# [WORK REQUEST]
The full listing is to be written out again, unchanged.

# [PROVIDED DATA]
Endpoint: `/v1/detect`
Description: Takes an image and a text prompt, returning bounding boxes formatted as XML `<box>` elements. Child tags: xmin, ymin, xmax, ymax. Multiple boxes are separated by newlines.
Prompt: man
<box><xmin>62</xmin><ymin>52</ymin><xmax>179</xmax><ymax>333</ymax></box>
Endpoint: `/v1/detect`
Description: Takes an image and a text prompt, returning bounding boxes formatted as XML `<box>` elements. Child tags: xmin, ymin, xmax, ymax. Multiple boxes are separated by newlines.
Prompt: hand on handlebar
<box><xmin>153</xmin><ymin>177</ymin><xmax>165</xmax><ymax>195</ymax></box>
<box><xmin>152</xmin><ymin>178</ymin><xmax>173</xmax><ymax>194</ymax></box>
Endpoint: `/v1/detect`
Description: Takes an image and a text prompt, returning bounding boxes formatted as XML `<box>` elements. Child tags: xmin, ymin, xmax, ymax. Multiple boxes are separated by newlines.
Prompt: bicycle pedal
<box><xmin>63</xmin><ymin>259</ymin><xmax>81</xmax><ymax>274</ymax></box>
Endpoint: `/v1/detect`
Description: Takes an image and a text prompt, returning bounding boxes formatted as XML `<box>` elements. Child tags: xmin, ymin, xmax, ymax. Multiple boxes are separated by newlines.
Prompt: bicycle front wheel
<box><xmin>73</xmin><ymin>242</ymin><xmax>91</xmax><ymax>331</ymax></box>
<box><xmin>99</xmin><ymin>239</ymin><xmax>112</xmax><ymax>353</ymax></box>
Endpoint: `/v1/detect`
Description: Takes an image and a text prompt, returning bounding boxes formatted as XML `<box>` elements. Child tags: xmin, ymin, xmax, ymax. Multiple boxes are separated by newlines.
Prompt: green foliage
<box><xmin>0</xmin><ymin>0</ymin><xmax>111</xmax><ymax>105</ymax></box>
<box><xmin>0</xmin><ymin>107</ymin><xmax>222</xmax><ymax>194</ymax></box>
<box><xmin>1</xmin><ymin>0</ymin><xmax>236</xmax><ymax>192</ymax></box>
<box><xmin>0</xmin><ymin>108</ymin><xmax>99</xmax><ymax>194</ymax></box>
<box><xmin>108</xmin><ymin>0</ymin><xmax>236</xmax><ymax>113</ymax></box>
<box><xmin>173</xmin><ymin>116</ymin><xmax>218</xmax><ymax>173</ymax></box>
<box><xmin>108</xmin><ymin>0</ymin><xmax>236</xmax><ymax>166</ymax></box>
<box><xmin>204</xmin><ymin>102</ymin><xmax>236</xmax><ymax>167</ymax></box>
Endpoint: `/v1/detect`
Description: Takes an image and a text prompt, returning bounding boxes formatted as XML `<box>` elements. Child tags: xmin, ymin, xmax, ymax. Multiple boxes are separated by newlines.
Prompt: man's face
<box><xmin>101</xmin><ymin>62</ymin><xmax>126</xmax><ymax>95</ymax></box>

# [RESPONSE TO THIS TASK]
Endpoint: `/v1/detect`
Description: Takes an image and a text prompt, returning bounding boxes formatted as XML `<box>` elements. Child tags: xmin, ymin, xmax, ymax. Multiple boxes are separated by newlines.
Prompt: man
<box><xmin>62</xmin><ymin>52</ymin><xmax>179</xmax><ymax>333</ymax></box>
Endpoint: `/v1/detect`
Description: Takes an image and a text prompt, returning bounding boxes formatted as XML `<box>` elements. Child tags: xmin, ymin, xmax, ymax. Multiple boxes are separated by newlines.
Prompt: hand on handlebar
<box><xmin>153</xmin><ymin>177</ymin><xmax>165</xmax><ymax>195</ymax></box>
<box><xmin>152</xmin><ymin>178</ymin><xmax>173</xmax><ymax>194</ymax></box>
Endpoint: `/v1/detect`
Description: Takes an image and a text prompt, returning bounding boxes formatted as XML `<box>` elements. Child tags: xmin, ymin, xmax, ymax. Multiple boxes are separated by newlines.
Prompt: bicycle pedal
<box><xmin>63</xmin><ymin>259</ymin><xmax>81</xmax><ymax>274</ymax></box>
Endpoint: `/v1/detect`
Description: Takes an image and a text prompt, returning bounding boxes formatted as XML `<box>` elements. Child tags: xmin, ymin, xmax, ymax. Multiple boxes are separated by newlines.
Prompt: bicycle front wheel
<box><xmin>73</xmin><ymin>242</ymin><xmax>91</xmax><ymax>331</ymax></box>
<box><xmin>99</xmin><ymin>239</ymin><xmax>112</xmax><ymax>353</ymax></box>
Endpoint: `/v1/detect`
Description: Takes an image and a text prompt, returning bounding boxes formatted as XML `<box>` elements. Child tags: xmin, ymin, xmax, ymax. Multiple boxes are separated by newlines.
Prompt: green foliage
<box><xmin>0</xmin><ymin>0</ymin><xmax>111</xmax><ymax>105</ymax></box>
<box><xmin>0</xmin><ymin>107</ymin><xmax>222</xmax><ymax>194</ymax></box>
<box><xmin>1</xmin><ymin>0</ymin><xmax>236</xmax><ymax>192</ymax></box>
<box><xmin>0</xmin><ymin>108</ymin><xmax>99</xmax><ymax>194</ymax></box>
<box><xmin>108</xmin><ymin>0</ymin><xmax>236</xmax><ymax>113</ymax></box>
<box><xmin>173</xmin><ymin>116</ymin><xmax>218</xmax><ymax>173</ymax></box>
<box><xmin>108</xmin><ymin>0</ymin><xmax>236</xmax><ymax>166</ymax></box>
<box><xmin>204</xmin><ymin>102</ymin><xmax>236</xmax><ymax>167</ymax></box>
Endpoint: `/v1/detect`
Description: Takes an image and a text prompt, returning bounding boxes formatted as XML `<box>` elements. Child tags: xmin, ymin, xmax, ymax. Multiple boxes are separated by newlines.
Prompt: man's face
<box><xmin>101</xmin><ymin>62</ymin><xmax>126</xmax><ymax>95</ymax></box>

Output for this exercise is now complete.